Return every item below word for word, keeping them in their original order.

Listing:
──────────────────────────────
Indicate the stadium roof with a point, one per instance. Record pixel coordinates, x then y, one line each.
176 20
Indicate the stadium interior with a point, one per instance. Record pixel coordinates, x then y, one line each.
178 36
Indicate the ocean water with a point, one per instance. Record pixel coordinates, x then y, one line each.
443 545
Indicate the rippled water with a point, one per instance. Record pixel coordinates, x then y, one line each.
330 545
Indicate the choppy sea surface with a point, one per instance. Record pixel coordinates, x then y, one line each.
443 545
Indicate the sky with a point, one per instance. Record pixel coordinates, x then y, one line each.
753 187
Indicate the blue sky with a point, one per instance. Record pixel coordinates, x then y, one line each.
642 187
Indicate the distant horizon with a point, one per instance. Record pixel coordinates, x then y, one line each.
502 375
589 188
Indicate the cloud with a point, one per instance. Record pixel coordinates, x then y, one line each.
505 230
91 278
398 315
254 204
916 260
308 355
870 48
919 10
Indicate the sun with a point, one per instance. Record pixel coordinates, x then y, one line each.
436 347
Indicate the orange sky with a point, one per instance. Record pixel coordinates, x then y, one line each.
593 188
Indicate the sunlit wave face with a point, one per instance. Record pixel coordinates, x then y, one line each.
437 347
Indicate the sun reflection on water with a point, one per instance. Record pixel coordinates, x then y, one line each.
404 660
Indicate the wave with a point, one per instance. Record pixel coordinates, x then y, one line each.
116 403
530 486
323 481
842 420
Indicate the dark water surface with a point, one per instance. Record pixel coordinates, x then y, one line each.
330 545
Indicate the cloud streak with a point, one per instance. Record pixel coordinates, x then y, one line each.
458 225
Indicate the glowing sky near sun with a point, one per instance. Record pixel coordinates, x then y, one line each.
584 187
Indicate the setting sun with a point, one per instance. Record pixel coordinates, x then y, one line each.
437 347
──────────────────────────────
Exercise result:
Indicate the stadium roof with a point, one per instance. Record pixel coordinates, x then y, one line each.
176 20
Indicate the stadium interior with a point, one per instance. Record pixel coordinates, x then y, one line each.
178 36
Indicate the ocean water with a point, one per instance. Record pixel coordinates, x then y, one line each.
443 545
Indicate the rippled water with a point, one per instance. Record pixel coordinates, x then y, one line each.
330 545
Indicate the choppy sea surface with a point, one per instance. Record pixel coordinates, x then y, one line each.
443 545
Indicate the sky with a point, one per instance. Record pixel coordinates, x then y, one line each.
753 187
Indicate the blue sky with a point, one per instance. Record pixel coordinates, x then y, one line each.
642 187
Indicate the distant horizon with a point, one per instance. Record pixel coordinates, x then y, one line each.
502 375
589 188
Indicate the cloud with a point, one per instance. Record pixel coordinates, x then y, one line each.
505 230
91 278
398 315
254 204
916 260
308 355
870 48
919 10
Indicate the sun with a point, one per instance. Record pixel coordinates, x then y, one line each.
436 347
Indicate the orange sky with a point, one per instance. Record pixel coordinates, x then y, one line each.
593 188
Indicate the sunlit wave face with a point, one per instance. Record pixel coordinates, x then y, one line each.
437 347
Indicate the sun reflection on water with a point, one per instance. Record pixel coordinates, x then y, one line each.
404 660
Indicate the wave with a point, one per instance. Record pixel coordinates, x then y, one line each.
116 403
530 486
323 481
842 420
Indicate the dark water surface with a point, one per instance. Record pixel coordinates, x then y, one line each.
330 545
Indicate the cloud streak with a point, one per instance. Record pixel coordinates, x then y, one line each.
458 225
Indicate the glowing sky near sun with a point, one per instance. Record pixel coordinates, x then y, one line each.
584 187
Indicate the setting sun with a point, one per instance. Record pixel coordinates, x then y, one line each.
437 347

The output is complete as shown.